Point annotations for photos.
┄┄┄┄┄┄┄┄┄┄
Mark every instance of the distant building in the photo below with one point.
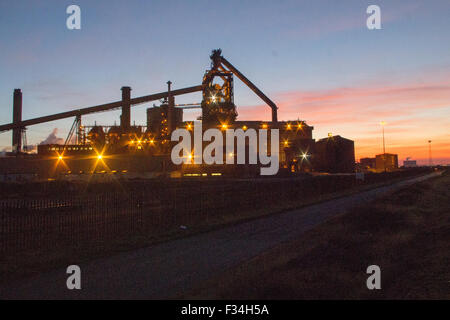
(386, 162)
(335, 155)
(367, 163)
(410, 163)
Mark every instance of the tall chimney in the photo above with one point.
(17, 118)
(125, 118)
(170, 107)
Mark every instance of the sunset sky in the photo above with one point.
(316, 59)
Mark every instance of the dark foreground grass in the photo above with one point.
(406, 233)
(28, 263)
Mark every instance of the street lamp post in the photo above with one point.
(383, 123)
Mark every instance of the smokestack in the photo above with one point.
(170, 107)
(17, 118)
(125, 118)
┄┄┄┄┄┄┄┄┄┄
DESCRIPTION OF THE TASK. Copy out all of the material above word for word, including every point, but leave out the pictures.

FULL OUTPUT.
Mark every instance of the distant building in the photo below with one point.
(386, 162)
(335, 155)
(367, 163)
(410, 163)
Mark every instance of the tall chimney in the photo above with one point.
(17, 118)
(125, 118)
(170, 107)
Mark every instance of the sunset sky in the photo above with one point.
(316, 59)
Mark every instance of the dark foreground grass in the photo above with one point.
(406, 233)
(28, 263)
Mark every instance of the street lamp post in the photo above with one point.
(383, 123)
Mark every instance of the smokestack in the photo above with one point.
(170, 107)
(17, 118)
(125, 118)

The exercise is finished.